→ **RAW DATA**:
____________
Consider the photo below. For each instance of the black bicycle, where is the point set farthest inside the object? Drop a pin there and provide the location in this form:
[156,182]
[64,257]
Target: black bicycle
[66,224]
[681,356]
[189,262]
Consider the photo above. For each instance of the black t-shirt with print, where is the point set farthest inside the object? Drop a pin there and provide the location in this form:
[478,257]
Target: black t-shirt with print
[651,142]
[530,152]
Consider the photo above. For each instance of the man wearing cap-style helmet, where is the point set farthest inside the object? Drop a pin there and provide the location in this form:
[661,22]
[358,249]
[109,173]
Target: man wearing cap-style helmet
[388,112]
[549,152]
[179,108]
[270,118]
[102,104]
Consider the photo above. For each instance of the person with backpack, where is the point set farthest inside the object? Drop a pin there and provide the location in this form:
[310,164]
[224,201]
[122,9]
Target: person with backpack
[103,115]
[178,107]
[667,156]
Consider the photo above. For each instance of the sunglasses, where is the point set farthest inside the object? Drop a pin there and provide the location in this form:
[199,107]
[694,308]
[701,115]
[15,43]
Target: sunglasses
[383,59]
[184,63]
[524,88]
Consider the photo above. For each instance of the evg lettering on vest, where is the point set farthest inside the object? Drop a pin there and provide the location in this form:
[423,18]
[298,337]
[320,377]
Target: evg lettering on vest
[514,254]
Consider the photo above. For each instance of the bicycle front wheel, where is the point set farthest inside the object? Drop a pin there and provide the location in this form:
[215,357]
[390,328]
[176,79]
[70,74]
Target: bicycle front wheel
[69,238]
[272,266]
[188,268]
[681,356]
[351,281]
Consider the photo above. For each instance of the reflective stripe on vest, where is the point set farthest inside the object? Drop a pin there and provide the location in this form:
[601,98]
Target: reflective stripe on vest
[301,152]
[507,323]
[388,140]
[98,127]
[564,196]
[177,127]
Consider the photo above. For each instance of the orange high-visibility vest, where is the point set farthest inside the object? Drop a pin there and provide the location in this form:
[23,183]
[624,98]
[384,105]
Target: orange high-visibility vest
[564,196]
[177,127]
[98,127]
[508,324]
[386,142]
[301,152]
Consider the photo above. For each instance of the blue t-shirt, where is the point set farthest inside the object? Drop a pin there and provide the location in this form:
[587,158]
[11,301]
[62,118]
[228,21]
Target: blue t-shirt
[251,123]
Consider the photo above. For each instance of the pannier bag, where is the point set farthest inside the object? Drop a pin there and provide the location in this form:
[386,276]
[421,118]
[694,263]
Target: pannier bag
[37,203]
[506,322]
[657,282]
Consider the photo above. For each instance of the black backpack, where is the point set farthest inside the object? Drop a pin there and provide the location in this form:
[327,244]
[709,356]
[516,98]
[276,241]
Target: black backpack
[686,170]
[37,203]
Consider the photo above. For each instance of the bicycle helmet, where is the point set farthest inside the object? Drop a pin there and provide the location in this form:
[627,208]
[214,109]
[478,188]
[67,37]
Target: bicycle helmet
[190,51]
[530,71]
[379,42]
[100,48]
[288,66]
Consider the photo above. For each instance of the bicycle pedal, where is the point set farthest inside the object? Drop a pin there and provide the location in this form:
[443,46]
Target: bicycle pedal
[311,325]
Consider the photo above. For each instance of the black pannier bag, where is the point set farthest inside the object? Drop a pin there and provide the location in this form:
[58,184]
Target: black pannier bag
____________
→ **WORK TO BE COMPLETED**:
Return every entry verbatim.

→ **REPLY TO THE TASK**:
Consider the photo below. For each instance of the black bicycle, where is the point set farthest inside the object? Drop a pin there and provide the location in this form:
[156,182]
[64,257]
Target: black bicycle
[66,224]
[681,356]
[189,262]
Consider the photo above. For each instance of the black t-shirt with print, where is the point set farthest inside the object? Drop a pin there and provide the location in this form:
[478,257]
Target: black t-shirt with print
[651,142]
[530,152]
Consider the photo above. For each instance of the man wearing cap-style helmet, where is the point set farthest inside the object? Drop a pin there and provide the location in this form:
[661,22]
[358,249]
[109,173]
Target: man wearing cap-style helmet
[388,112]
[549,152]
[179,108]
[270,118]
[102,104]
Consider the photo above. For each instance of the person with backpack, where is the point set farthest inside the object? Drop a pin there and provide the location in this form:
[310,164]
[224,201]
[122,9]
Target: person with backpack
[103,115]
[178,107]
[667,156]
Consider the photo above. For each instance of the sunglasses, where is the point set farthest inside the object? Drop a pin there and provide the location in this form:
[199,107]
[694,308]
[701,115]
[15,43]
Target: sunglasses
[383,59]
[184,63]
[524,88]
Consider the photo above. For each instance of the evg lettering on vest, where is the point set farthest inside the object? Drop a pin there and provide the location in this form:
[423,18]
[298,337]
[320,377]
Target: evg lettering on vest
[514,254]
Consider the photo above. For each instance of the bicycle front wheel, where is the point set farthest inside the object? Drop a pin there and provide the location in this form:
[215,357]
[390,328]
[176,79]
[70,74]
Target: bicycle front wheel
[69,238]
[272,266]
[188,268]
[681,356]
[351,281]
Consider the photo above. For each instance of the reflective stripe on vest, where is the point set farthest inside the object? Drop a pin there and provide the location in this form:
[601,98]
Target: reflective stripe on vest
[301,152]
[507,323]
[388,140]
[98,127]
[564,196]
[177,127]
Consider the photo above. For each instance of the orange high-visibility vest, where is the point set farthest inside the object? Drop a pin there and provide the location in this form:
[23,183]
[624,98]
[384,105]
Target: orange high-visibility vest
[564,196]
[177,127]
[98,127]
[508,324]
[386,142]
[301,152]
Consider the photo above. For each instance of the blue t-shirt, where is the point set farthest inside the object? Drop a pin there and provide the location in this form:
[587,158]
[11,301]
[62,118]
[228,21]
Target: blue t-shirt
[251,123]
Consider the photo above. For each instance of the pannier bag, where is the point set farthest inside the object? Drop a pin there and provide the location in this form:
[386,276]
[421,118]
[694,263]
Target: pannier bag
[37,203]
[506,322]
[657,282]
Consider the photo above. For each instance of the black backpack, where is the point set farthest inside the object? Drop a pin there and provide the location in this form:
[327,244]
[709,356]
[516,98]
[276,241]
Target: black backpack
[686,170]
[37,203]
Consider the photo above. For each instance of the bicycle helmet, where is the point set farthest inside the object? Drop a pin there and provide the location in this form:
[627,208]
[214,109]
[478,188]
[67,37]
Target: bicycle helmet
[190,51]
[530,71]
[379,42]
[100,48]
[288,66]
Consider the photo above. For each instance of the bicycle pedal, where is the point set farthest inside the object? Drop a pin there and provide the location in this form:
[443,46]
Target: bicycle pedal
[311,325]
Consider the photo above. For each instance of the black pannier bag, where is the point set farthest inside the object? Drop a pin there and provide the location in this form:
[58,184]
Target: black pannier bag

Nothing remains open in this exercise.